-- Work to be completed --
Swap "innermost point" for "central point" in every item below and write the items out again with nothing else changed. Leave the pictures out.

-- Excerpts of pointing data --
━━━

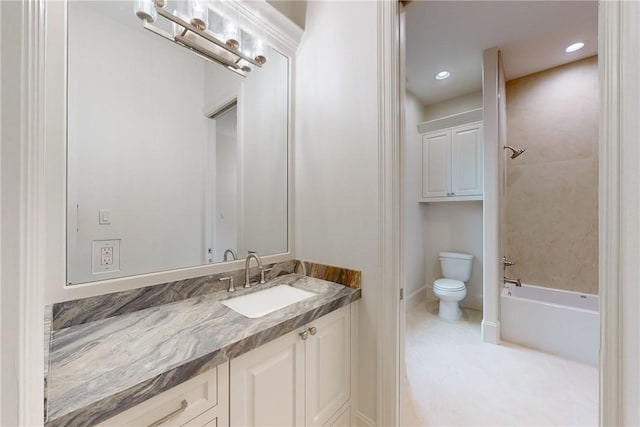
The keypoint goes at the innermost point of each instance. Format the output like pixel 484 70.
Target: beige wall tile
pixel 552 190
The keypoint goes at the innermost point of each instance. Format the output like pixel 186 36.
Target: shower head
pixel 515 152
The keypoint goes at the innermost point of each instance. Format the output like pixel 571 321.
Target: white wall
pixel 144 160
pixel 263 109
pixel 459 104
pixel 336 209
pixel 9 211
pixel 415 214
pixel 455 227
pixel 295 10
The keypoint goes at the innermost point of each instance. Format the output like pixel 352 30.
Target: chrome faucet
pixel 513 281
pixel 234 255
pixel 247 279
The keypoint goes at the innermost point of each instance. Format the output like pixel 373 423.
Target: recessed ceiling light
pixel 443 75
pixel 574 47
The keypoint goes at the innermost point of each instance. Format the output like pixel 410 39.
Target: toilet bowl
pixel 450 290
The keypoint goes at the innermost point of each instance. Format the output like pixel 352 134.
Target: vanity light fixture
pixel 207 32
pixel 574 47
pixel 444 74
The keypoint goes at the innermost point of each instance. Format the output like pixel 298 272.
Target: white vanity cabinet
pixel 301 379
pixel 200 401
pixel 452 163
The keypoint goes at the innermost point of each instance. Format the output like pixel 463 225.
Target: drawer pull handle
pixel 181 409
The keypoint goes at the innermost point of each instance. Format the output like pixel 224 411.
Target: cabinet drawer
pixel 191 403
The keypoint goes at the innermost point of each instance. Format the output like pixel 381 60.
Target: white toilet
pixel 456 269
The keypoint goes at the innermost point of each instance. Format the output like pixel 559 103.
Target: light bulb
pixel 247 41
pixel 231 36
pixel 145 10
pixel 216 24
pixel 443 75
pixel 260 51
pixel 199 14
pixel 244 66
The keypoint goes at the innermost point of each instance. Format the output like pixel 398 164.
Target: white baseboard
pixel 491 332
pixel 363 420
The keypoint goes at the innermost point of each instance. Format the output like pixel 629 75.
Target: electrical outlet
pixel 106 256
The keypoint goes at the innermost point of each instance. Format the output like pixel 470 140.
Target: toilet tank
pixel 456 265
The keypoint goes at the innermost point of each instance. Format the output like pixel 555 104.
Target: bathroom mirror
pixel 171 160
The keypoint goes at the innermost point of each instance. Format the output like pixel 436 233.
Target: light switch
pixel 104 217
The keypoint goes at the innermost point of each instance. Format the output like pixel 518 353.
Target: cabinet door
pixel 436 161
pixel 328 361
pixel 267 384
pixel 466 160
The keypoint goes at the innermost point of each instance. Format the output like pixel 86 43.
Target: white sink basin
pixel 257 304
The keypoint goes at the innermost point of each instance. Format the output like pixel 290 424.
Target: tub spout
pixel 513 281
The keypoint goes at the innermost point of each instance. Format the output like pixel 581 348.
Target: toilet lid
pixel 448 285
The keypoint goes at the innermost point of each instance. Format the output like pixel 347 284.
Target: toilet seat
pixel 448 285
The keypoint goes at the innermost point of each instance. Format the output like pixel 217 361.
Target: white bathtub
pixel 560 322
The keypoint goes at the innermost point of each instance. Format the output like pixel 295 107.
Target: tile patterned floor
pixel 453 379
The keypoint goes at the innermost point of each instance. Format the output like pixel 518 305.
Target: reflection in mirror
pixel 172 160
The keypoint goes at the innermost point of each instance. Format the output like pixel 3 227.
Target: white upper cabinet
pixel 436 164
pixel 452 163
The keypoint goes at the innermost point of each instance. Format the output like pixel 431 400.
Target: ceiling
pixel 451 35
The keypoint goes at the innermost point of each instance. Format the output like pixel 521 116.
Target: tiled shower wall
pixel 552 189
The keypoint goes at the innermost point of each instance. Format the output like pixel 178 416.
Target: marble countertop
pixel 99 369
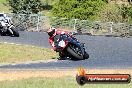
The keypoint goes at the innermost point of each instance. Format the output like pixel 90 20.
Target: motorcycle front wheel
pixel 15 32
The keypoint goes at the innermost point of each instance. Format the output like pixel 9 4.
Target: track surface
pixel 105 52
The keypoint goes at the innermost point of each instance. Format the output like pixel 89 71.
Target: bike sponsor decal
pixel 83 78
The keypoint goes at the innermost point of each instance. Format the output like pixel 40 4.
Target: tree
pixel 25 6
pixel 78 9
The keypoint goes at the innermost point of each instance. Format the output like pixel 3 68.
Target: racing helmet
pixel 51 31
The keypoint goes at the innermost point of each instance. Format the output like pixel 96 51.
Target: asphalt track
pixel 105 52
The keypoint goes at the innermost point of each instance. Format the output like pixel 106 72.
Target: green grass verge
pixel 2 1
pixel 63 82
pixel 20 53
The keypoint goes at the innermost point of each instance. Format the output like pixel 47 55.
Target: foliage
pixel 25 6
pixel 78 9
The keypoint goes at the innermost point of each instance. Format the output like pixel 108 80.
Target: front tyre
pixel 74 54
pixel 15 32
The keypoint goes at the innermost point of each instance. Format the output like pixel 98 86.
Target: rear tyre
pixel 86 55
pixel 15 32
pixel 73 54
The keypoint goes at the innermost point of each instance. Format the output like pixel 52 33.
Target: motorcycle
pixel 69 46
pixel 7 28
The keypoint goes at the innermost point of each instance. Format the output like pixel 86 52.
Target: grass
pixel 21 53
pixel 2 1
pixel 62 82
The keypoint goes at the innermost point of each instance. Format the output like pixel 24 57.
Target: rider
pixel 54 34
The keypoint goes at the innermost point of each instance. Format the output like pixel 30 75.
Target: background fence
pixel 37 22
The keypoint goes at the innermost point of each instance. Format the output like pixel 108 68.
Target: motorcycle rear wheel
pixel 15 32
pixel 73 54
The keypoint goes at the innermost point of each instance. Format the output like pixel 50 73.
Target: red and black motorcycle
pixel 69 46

━━━

-- Task output --
The keypoint goes at the central point of each instance. Format the output like pixel 484 70.
Target: beige wall tile
pixel 552 190
The keypoint goes at the central point of each instance. Format the output like pixel 186 36.
Target: shower head
pixel 515 152
The keypoint goes at the central point of each instance. Format the output like pixel 571 321.
Target: white wall
pixel 144 160
pixel 263 109
pixel 459 104
pixel 336 209
pixel 9 211
pixel 415 214
pixel 455 227
pixel 295 10
The keypoint goes at the central point of each instance. Format the output like pixel 352 30.
Target: chrome faucet
pixel 513 281
pixel 234 255
pixel 247 279
The keypoint goes at the central point of each instance. Format the output like pixel 373 423.
Target: recessed ceiling light
pixel 443 75
pixel 574 47
The keypoint goes at the central point of each instance. Format the output like pixel 410 39.
Target: toilet bowl
pixel 450 290
The keypoint goes at the central point of each instance. Format the output like pixel 352 134.
Target: vanity light fixture
pixel 207 32
pixel 574 47
pixel 444 74
The keypoint goes at the central point of each instance. Format the output like pixel 298 272.
Target: white vanity cabinet
pixel 301 379
pixel 200 401
pixel 452 163
The keypoint goes at the central point of each instance. Format the output like pixel 463 225.
Target: drawer pull handle
pixel 181 409
The keypoint goes at the central point of each instance. Format the output like pixel 224 411.
Target: cabinet drawer
pixel 191 403
The keypoint goes at the central point of each instance. Format the output like pixel 381 60.
Target: white toilet
pixel 456 269
The keypoint goes at the central point of each instance. Format the output like pixel 559 103.
Target: light bulb
pixel 247 41
pixel 231 36
pixel 145 10
pixel 216 24
pixel 443 75
pixel 260 51
pixel 199 14
pixel 244 66
The keypoint goes at the central point of each instance. Format the output like pixel 398 164.
Target: white baseboard
pixel 491 332
pixel 363 420
The keypoint goes at the central point of each instance. Format the output like pixel 629 75.
Target: electrical outlet
pixel 106 256
The keypoint goes at the central point of each instance. Format the output like pixel 470 140.
Target: toilet tank
pixel 456 265
The keypoint goes at the central point of each instance. Format the output like pixel 555 104.
Target: bathroom mirror
pixel 171 160
The keypoint goes at the central point of each instance. Format the output like pixel 436 233.
Target: light switch
pixel 104 217
The keypoint goes at the central point of each instance. Format the output like pixel 518 353.
Target: cabinet door
pixel 436 161
pixel 328 361
pixel 267 384
pixel 466 160
The keypoint goes at the central point of each instance. Format the output like pixel 86 43.
Target: white sink basin
pixel 257 304
The keypoint goes at the central point of each instance. Format the output like pixel 290 424.
Target: tub spout
pixel 513 281
The keypoint goes at the central point of each instance. Format the output like pixel 581 348.
Target: toilet lid
pixel 448 285
The keypoint goes at the central point of each instance. Format the output like pixel 347 284.
Target: toilet seat
pixel 448 285
The keypoint goes at the central point of each instance. Format the output like pixel 217 361.
Target: white bathtub
pixel 560 322
The keypoint goes at the central point of each instance. Format the output like pixel 295 107.
Target: tile patterned floor
pixel 453 379
The keypoint goes at the central point of each instance. Format the output like pixel 518 305.
Target: reflection in mirror
pixel 172 160
The keypoint goes at the central point of each instance. Format the output like pixel 3 227.
Target: white upper cabinet
pixel 436 164
pixel 452 163
The keypoint goes at the central point of each instance. Format the output like pixel 431 400.
Target: ceiling
pixel 451 35
The keypoint goes at the central point of each instance. Format the output like pixel 521 116.
Target: tiled shower wall
pixel 552 189
The keypoint goes at the central point of each instance. Format the output like pixel 178 416.
Target: marble countertop
pixel 99 369
The keypoint goes at the central point of each instance. Format the output like pixel 90 20.
Target: motorcycle front wheel
pixel 15 32
The keypoint goes at the central point of each instance. Format the output like pixel 9 4.
Target: track surface
pixel 105 52
The keypoint goes at the central point of each instance. Format the output like pixel 89 71.
Target: bike sponsor decal
pixel 83 78
The keypoint goes at the central point of each instance. Format the output like pixel 40 4.
Target: tree
pixel 25 6
pixel 78 9
The keypoint goes at the central point of each instance. Format the output like pixel 3 68.
Target: racing helmet
pixel 51 31
The keypoint goes at the central point of each instance. Format the output like pixel 96 51.
Target: asphalt track
pixel 105 52
The keypoint goes at the central point of each instance. Format the output like pixel 106 72.
Target: green grass verge
pixel 2 1
pixel 63 82
pixel 20 53
The keypoint goes at the central point of each instance. Format the output like pixel 47 55.
Target: foliage
pixel 25 6
pixel 78 9
The keypoint goes at the central point of each instance. Format the output like pixel 108 80.
Target: front tyre
pixel 74 54
pixel 15 32
The keypoint goes at the central point of each instance. Format the output like pixel 98 86.
Target: rear tyre
pixel 86 55
pixel 15 32
pixel 73 54
The keypoint goes at the central point of each instance. Format the output like pixel 52 33.
Target: motorcycle
pixel 69 46
pixel 7 28
The keypoint goes at the central point of each instance. Format the output like pixel 86 52.
Target: grass
pixel 21 53
pixel 2 1
pixel 62 82
The keypoint goes at the central point of each instance. Format the output like pixel 24 57.
Target: rider
pixel 54 34
The keypoint goes at the central point of each instance. Format the output like pixel 30 75.
Target: background fence
pixel 37 22
The keypoint goes at the central point of each instance. Format the output like pixel 108 68.
Target: motorcycle rear wheel
pixel 15 32
pixel 73 54
The keypoint goes at the central point of each instance. Format the output like pixel 50 73.
Target: red and black motorcycle
pixel 69 46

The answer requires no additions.